__REQUIREMENTS__
**A)** Reproduce the passage of the post on BPEL support in Petals DSB from "BPEL support in" up to and including "registry it uses.".
**B)** According to the post on BPEL support in Petals DSB, what client is used to invoke the BPEL process?
**C)** Decide whether each statement agrees with the post on BPEL support in Petals DSB, answering yes or no and quoting the deciding words: (i) The DSB Manager Web application relies on the DSB Web service API to interact with node instances. (ii) The material in the video was shown during the talk at OW2Con 2011. (iii) All services must be hosted on a single node.

BPEL support in Petals DSB


As promised in the last article about my talk at OW2Con 2011 last week, here is a video on something I was not able to show due to some low resolution problems. The video is a bit long but shows several things (in the right order):

  1. The DSB Manager Web application is used to manage the Distributed Service Bus. It uses the DSB Web service API to interact with node instances running somewhere…
  2. The DSB Manager is used to bind business services to the DSB (let’s forget JBI, the user does not care about it…). DSB services are also exposed. Every DSB node provides the same business API with the help of the distributed endpoint registry it uses.
  3. The DSB Manager uses the DSB BPEL API to deploy BPEL processes to the DSB. Up to the DSB to use the right internal endpoint when the process is executed. Services can be hosted on any node, it is the role of the DSB to route messages to the right endpoint on the right node. The BPEL process is exposed as Web service and can be invoked by any Web service client. Here I just use SOAPUI client.

Point annotation records

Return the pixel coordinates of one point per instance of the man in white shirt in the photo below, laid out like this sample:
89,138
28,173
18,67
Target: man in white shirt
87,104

__ANSWERS TO EACH TASK__
**A)**
BPEL support in Petals DSB


As promised in the last article about my talk at OW2Con 2011 last week, here is a video on something I was not able to show due to some low resolution problems. The video is a bit long but shows several things (in the right order):

  1. The DSB Manager Web application is used to manage the Distributed Service Bus. It uses the DSB Web service API to interact with node instances running somewhere…
  2. The DSB Manager is used to bind business services to the DSB (let’s forget JBI, the user does not care about it…). DSB services are also exposed. Every DSB node provides the same business API with the help of the distributed endpoint registry it uses.

**B)** The SOAPUI client.

**C)**
(i) Yes: "It uses the DSB Web service API to interact with node instances running somewhere"
(ii) No: "here is a video on something I was not able to show due to some low resolution problems"
(iii) No: "Services can be hosted on any node"